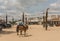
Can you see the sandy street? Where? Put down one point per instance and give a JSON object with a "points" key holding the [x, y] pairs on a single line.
{"points": [[35, 33]]}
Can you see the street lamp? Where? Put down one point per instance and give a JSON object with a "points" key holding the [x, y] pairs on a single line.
{"points": [[26, 20], [46, 17], [23, 17]]}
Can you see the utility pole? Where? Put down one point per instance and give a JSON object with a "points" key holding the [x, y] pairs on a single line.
{"points": [[23, 17], [6, 18], [46, 17], [26, 19]]}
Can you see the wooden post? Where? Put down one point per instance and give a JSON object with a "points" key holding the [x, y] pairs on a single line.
{"points": [[23, 17], [6, 18]]}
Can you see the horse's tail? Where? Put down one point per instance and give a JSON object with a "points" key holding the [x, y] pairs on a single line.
{"points": [[17, 29]]}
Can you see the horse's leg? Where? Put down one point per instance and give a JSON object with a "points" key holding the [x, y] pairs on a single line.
{"points": [[21, 32]]}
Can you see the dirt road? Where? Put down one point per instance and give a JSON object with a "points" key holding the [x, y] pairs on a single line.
{"points": [[35, 33]]}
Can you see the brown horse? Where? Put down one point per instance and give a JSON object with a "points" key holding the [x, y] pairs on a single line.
{"points": [[21, 28]]}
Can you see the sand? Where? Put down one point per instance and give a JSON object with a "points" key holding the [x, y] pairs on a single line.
{"points": [[35, 33]]}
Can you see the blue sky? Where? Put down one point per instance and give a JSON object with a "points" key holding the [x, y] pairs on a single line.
{"points": [[16, 7]]}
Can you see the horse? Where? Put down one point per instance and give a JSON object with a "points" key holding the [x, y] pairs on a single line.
{"points": [[22, 28]]}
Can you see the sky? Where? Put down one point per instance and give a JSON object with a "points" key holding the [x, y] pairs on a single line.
{"points": [[16, 7]]}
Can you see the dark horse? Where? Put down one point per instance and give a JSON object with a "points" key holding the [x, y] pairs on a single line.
{"points": [[21, 28]]}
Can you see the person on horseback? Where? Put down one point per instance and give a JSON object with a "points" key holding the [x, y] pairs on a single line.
{"points": [[21, 24]]}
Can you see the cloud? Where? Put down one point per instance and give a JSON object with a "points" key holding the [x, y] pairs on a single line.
{"points": [[27, 3]]}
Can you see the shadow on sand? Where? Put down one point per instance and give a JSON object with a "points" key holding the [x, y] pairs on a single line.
{"points": [[7, 32], [24, 36]]}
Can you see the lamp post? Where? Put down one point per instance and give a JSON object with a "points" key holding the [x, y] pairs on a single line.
{"points": [[26, 21], [46, 17], [6, 18]]}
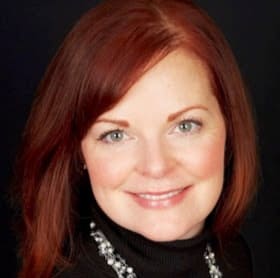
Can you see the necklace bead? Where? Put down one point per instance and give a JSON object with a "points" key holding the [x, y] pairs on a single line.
{"points": [[123, 270]]}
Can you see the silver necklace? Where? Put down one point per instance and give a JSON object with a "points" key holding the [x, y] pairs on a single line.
{"points": [[123, 270]]}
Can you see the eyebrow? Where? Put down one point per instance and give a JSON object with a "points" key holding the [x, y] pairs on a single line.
{"points": [[170, 118], [175, 115], [122, 123]]}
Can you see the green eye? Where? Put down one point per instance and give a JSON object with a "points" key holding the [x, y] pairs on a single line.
{"points": [[112, 136], [115, 136], [185, 126], [188, 126]]}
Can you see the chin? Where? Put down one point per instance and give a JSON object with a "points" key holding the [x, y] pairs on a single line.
{"points": [[171, 234]]}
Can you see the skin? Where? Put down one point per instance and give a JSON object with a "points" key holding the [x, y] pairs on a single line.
{"points": [[166, 134]]}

....................

• Task to carry out:
When the line containing "Can you see the chin?" is found in the records above, restate it and every later line word for word through the last one, and nothing more.

• Written answer:
Can you see the chin? Where? Put down one point per instance and give a JSON object with a "points" key holding the [x, y] pairs on a single line.
{"points": [[171, 234]]}
Can you see the skin? Where? Put down one point per instance and give a JSON object with a "points" key holding the [x, y] pairs on a single line.
{"points": [[166, 134]]}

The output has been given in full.